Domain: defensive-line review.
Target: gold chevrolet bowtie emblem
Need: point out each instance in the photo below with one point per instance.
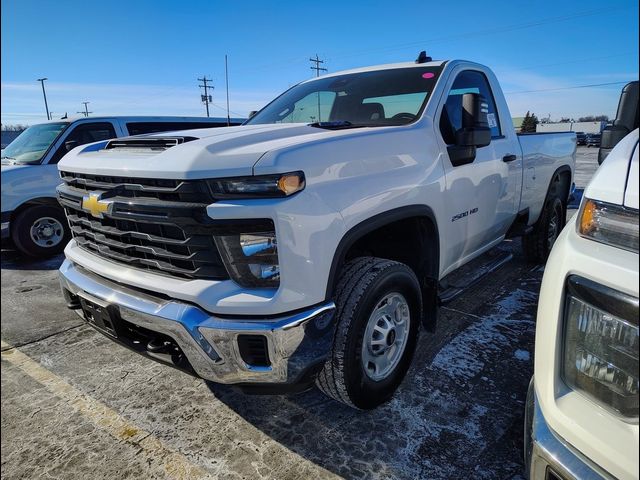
(95, 206)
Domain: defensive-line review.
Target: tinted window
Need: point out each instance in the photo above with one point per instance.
(85, 133)
(140, 128)
(469, 81)
(373, 98)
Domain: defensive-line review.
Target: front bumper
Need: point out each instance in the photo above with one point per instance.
(296, 343)
(547, 455)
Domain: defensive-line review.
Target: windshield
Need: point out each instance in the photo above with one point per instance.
(31, 145)
(376, 98)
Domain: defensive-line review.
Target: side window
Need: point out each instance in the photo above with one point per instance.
(85, 133)
(469, 81)
(315, 107)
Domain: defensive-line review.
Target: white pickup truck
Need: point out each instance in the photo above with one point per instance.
(582, 404)
(308, 244)
(31, 215)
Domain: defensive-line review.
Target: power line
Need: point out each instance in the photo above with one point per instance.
(206, 98)
(567, 88)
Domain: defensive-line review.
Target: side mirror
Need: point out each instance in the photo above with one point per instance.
(611, 135)
(475, 131)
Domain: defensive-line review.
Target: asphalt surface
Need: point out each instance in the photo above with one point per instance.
(76, 405)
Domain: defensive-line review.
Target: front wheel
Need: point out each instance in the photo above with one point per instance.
(378, 315)
(40, 231)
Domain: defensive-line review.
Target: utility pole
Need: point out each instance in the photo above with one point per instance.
(206, 98)
(318, 68)
(226, 76)
(44, 94)
(86, 109)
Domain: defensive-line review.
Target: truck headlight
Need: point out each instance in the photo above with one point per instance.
(610, 224)
(251, 258)
(600, 357)
(258, 186)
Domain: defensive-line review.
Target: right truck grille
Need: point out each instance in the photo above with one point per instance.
(151, 224)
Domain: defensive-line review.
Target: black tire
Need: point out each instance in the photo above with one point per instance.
(21, 231)
(537, 244)
(363, 284)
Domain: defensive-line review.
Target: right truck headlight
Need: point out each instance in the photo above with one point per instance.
(600, 354)
(609, 224)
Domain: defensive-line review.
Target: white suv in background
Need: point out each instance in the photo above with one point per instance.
(582, 408)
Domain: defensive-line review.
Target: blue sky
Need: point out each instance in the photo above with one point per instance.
(143, 57)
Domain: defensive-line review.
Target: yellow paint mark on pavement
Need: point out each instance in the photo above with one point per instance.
(175, 464)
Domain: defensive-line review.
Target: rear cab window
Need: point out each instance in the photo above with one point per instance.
(468, 81)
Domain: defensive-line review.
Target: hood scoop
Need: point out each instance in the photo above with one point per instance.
(146, 143)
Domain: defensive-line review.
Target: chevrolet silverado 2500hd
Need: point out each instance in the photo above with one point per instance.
(31, 215)
(308, 244)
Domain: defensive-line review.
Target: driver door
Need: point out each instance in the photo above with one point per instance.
(481, 195)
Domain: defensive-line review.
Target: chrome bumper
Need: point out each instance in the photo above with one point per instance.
(296, 342)
(547, 453)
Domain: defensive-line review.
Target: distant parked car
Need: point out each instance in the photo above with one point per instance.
(593, 140)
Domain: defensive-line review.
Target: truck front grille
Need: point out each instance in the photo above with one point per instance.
(152, 224)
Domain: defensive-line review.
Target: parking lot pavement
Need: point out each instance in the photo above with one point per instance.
(73, 402)
(76, 404)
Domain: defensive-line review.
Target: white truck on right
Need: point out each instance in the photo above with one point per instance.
(581, 419)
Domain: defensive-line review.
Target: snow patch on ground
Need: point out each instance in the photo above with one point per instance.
(464, 357)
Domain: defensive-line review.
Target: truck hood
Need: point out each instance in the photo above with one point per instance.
(216, 152)
(616, 180)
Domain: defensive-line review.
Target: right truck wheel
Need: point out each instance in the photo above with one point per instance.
(378, 311)
(538, 244)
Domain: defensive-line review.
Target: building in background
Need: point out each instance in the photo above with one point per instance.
(586, 127)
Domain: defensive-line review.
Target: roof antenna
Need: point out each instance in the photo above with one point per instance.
(423, 58)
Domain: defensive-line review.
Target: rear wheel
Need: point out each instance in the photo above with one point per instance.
(538, 244)
(378, 315)
(40, 231)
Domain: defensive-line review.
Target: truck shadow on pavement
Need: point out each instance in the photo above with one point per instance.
(458, 413)
(14, 260)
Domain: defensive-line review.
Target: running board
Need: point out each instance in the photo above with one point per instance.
(450, 292)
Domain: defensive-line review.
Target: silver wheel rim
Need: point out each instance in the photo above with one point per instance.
(385, 337)
(552, 233)
(47, 232)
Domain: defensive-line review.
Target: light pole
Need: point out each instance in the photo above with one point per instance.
(44, 94)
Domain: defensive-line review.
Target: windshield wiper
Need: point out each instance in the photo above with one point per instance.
(334, 125)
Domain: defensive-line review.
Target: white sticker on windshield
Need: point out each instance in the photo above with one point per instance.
(491, 119)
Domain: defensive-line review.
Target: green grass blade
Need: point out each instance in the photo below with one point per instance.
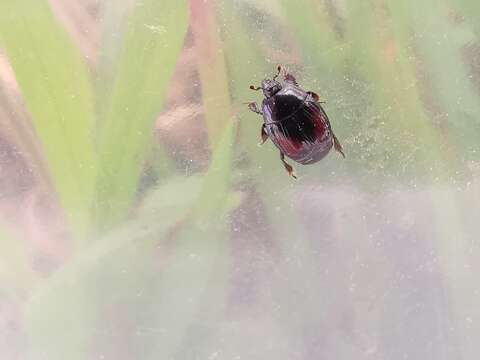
(153, 41)
(56, 87)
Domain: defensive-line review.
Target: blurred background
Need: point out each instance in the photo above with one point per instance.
(140, 220)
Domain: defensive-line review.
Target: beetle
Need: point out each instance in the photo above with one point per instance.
(295, 121)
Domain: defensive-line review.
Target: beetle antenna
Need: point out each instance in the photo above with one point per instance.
(279, 68)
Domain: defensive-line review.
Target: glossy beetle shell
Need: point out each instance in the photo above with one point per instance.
(297, 124)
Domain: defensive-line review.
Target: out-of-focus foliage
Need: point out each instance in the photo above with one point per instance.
(371, 257)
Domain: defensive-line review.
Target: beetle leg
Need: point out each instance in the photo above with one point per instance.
(254, 107)
(264, 134)
(279, 69)
(337, 145)
(313, 95)
(288, 167)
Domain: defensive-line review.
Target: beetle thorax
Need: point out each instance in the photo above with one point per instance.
(270, 87)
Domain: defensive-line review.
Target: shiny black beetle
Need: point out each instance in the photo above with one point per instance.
(295, 121)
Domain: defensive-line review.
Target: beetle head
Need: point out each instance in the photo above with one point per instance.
(270, 87)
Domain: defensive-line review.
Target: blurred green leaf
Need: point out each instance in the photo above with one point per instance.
(153, 41)
(56, 86)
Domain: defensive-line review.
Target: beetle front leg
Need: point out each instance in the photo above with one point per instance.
(288, 167)
(254, 107)
(336, 144)
(264, 134)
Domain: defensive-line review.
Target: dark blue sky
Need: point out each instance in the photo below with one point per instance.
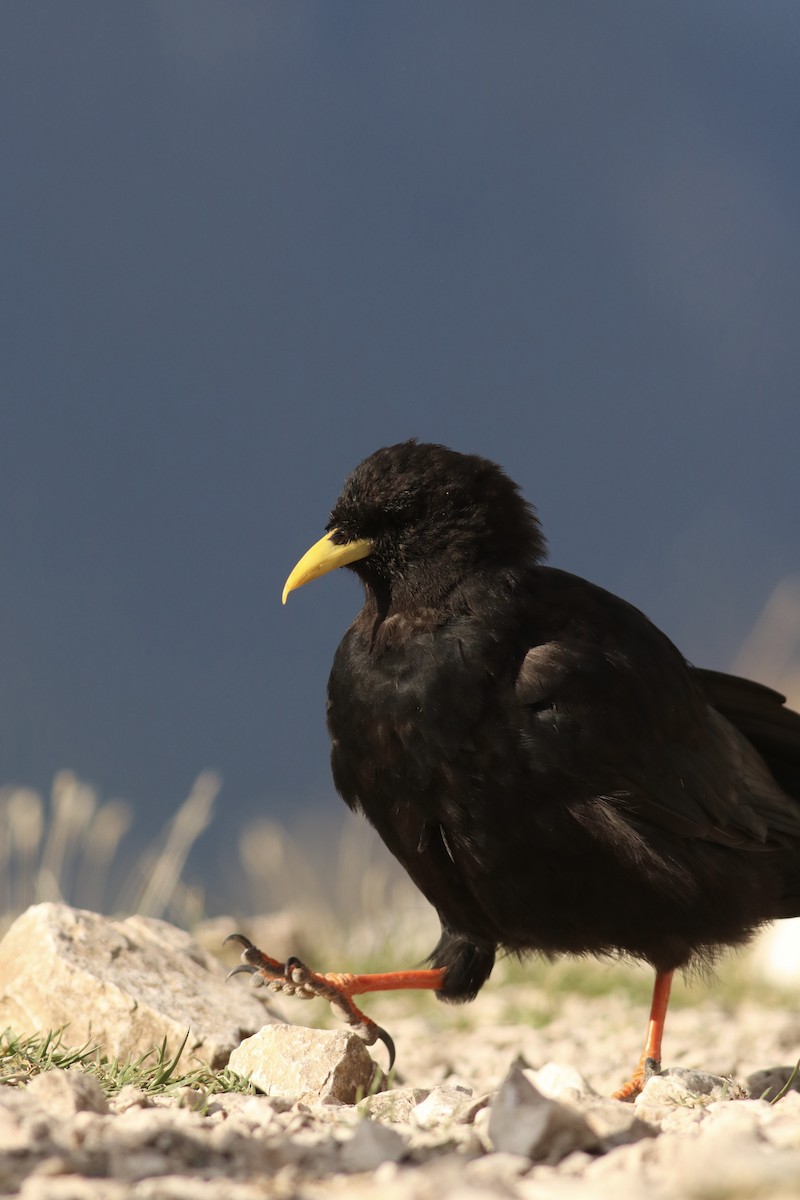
(247, 243)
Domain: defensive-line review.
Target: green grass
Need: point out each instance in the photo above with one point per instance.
(155, 1073)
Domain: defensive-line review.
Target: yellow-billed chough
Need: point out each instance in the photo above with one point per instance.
(547, 767)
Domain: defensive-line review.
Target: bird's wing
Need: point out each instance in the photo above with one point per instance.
(761, 715)
(623, 730)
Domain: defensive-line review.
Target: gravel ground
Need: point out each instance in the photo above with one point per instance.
(461, 1121)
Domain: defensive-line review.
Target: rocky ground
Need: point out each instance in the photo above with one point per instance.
(505, 1098)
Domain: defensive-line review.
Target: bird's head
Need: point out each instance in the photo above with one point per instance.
(416, 519)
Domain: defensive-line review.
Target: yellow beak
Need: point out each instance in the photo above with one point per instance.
(323, 557)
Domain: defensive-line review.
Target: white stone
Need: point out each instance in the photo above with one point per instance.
(122, 984)
(296, 1063)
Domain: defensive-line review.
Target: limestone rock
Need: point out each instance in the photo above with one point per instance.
(522, 1121)
(443, 1107)
(122, 984)
(395, 1105)
(299, 1063)
(371, 1145)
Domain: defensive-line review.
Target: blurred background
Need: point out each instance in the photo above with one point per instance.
(247, 243)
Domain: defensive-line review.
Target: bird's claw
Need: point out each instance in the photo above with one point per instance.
(294, 978)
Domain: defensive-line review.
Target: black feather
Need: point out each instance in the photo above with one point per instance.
(537, 755)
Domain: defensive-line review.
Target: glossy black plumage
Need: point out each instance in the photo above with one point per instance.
(542, 761)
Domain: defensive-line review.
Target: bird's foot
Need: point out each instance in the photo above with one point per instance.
(294, 978)
(645, 1069)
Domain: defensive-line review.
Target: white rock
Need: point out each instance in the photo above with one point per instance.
(443, 1105)
(122, 984)
(522, 1121)
(296, 1063)
(557, 1080)
(371, 1145)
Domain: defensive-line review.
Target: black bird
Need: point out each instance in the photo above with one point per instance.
(547, 767)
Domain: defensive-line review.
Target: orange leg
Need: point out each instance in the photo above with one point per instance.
(294, 978)
(650, 1061)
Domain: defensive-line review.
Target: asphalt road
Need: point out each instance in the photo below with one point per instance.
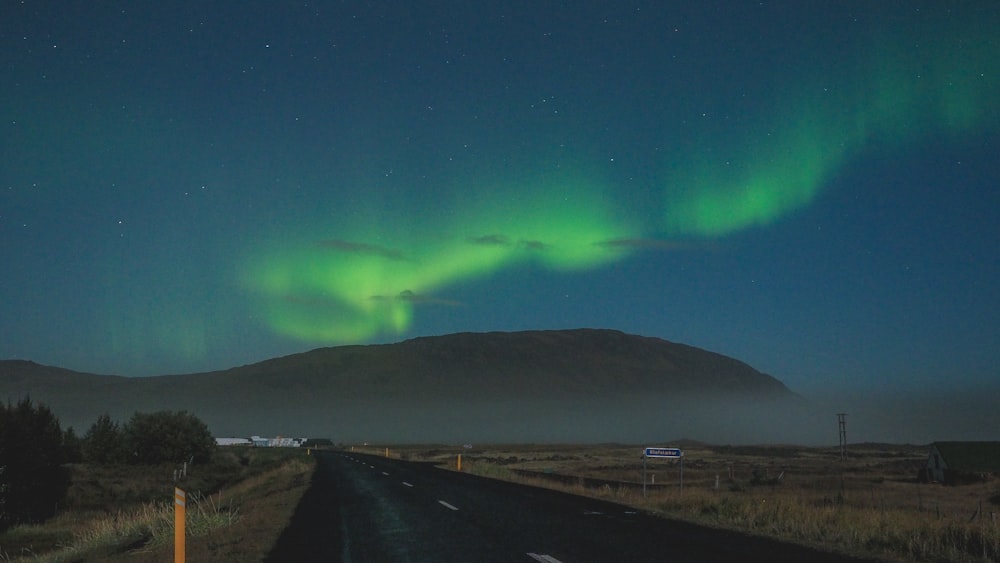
(364, 508)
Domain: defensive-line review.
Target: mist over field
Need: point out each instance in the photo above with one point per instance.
(568, 386)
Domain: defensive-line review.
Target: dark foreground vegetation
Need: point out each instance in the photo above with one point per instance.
(109, 495)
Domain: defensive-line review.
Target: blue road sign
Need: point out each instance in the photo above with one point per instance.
(663, 452)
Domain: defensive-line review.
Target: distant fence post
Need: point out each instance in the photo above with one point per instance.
(180, 502)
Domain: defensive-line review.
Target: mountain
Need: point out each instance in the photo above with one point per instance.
(565, 385)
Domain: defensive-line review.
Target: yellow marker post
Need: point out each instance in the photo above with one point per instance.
(180, 501)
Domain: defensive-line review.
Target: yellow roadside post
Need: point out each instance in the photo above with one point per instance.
(180, 500)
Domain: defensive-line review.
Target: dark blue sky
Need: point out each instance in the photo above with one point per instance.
(808, 187)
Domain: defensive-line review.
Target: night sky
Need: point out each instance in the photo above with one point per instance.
(810, 187)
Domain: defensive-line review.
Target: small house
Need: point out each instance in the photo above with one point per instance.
(959, 462)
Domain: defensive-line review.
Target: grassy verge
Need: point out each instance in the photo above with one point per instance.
(237, 506)
(870, 507)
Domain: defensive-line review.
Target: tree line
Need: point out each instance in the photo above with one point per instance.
(35, 451)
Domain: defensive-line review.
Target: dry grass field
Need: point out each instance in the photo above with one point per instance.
(237, 506)
(870, 504)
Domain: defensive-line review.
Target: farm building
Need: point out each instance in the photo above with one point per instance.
(956, 462)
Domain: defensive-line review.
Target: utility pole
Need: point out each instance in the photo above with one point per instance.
(842, 422)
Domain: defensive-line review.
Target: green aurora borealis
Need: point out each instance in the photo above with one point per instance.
(807, 187)
(359, 279)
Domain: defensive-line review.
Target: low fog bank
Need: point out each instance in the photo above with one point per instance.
(915, 419)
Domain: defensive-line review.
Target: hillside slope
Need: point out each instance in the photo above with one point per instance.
(584, 385)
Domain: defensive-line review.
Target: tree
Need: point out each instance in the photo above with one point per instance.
(102, 444)
(163, 437)
(33, 480)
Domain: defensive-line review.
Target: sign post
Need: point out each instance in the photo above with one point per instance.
(674, 453)
(180, 500)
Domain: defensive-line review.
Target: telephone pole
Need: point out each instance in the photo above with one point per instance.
(842, 422)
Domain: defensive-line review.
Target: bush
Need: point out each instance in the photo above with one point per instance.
(102, 444)
(33, 450)
(167, 437)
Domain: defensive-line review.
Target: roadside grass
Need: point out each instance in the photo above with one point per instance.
(870, 505)
(237, 506)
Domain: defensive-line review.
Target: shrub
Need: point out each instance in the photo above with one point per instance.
(32, 449)
(166, 436)
(102, 444)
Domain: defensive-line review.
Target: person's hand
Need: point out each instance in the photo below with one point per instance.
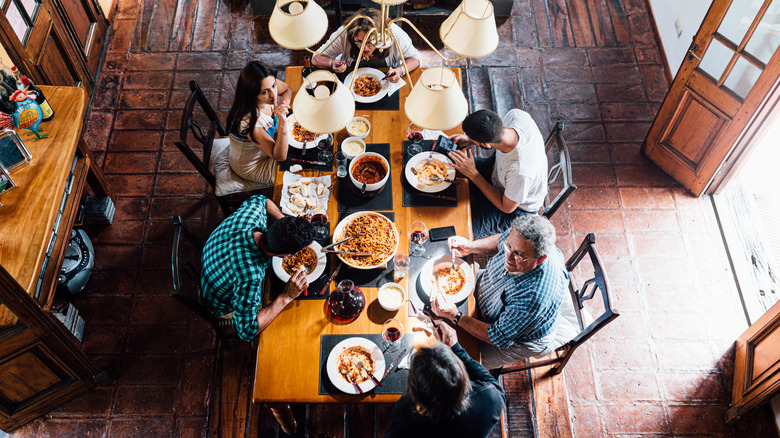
(441, 307)
(297, 284)
(459, 245)
(464, 163)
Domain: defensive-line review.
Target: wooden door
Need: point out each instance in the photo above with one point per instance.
(757, 365)
(726, 85)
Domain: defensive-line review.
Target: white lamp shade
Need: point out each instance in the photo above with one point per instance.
(471, 29)
(325, 112)
(302, 26)
(436, 101)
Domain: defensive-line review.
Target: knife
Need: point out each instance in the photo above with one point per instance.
(395, 362)
(325, 288)
(318, 163)
(445, 198)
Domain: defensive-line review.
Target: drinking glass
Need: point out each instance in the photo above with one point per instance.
(400, 265)
(417, 234)
(341, 164)
(392, 332)
(414, 135)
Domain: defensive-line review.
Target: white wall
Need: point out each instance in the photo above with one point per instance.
(689, 14)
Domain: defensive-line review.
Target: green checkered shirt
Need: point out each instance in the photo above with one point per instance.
(234, 267)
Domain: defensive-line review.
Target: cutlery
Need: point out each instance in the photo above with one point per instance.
(359, 364)
(395, 361)
(445, 198)
(360, 390)
(324, 289)
(317, 163)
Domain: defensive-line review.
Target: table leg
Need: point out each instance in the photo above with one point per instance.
(283, 414)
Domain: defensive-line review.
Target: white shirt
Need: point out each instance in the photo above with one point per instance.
(522, 172)
(341, 48)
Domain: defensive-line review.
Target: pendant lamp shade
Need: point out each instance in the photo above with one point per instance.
(329, 109)
(471, 29)
(436, 101)
(297, 24)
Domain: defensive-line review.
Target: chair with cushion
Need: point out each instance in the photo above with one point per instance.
(560, 169)
(214, 164)
(185, 266)
(576, 324)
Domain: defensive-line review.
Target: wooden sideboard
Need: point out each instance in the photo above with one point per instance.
(42, 364)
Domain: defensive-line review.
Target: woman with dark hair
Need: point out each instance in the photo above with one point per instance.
(346, 48)
(257, 123)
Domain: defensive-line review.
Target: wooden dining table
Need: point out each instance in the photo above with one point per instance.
(288, 350)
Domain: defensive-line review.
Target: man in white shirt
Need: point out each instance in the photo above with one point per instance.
(511, 182)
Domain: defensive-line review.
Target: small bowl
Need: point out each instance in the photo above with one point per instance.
(353, 139)
(353, 132)
(389, 299)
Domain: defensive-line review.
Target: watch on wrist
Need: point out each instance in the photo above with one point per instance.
(457, 317)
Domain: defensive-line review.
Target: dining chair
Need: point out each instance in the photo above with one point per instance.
(576, 322)
(214, 164)
(560, 169)
(186, 269)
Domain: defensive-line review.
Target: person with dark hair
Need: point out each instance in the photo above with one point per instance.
(236, 256)
(257, 123)
(509, 183)
(518, 295)
(448, 394)
(346, 48)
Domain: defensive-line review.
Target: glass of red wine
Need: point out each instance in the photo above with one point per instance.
(417, 234)
(392, 332)
(414, 135)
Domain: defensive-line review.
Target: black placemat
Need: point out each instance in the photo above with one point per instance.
(383, 201)
(277, 285)
(394, 383)
(412, 197)
(417, 295)
(368, 277)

──────────

Task description
Count how many lines in the rows above contain the string "asphalt", with case counting. Reply with the number only.

Response to this task
2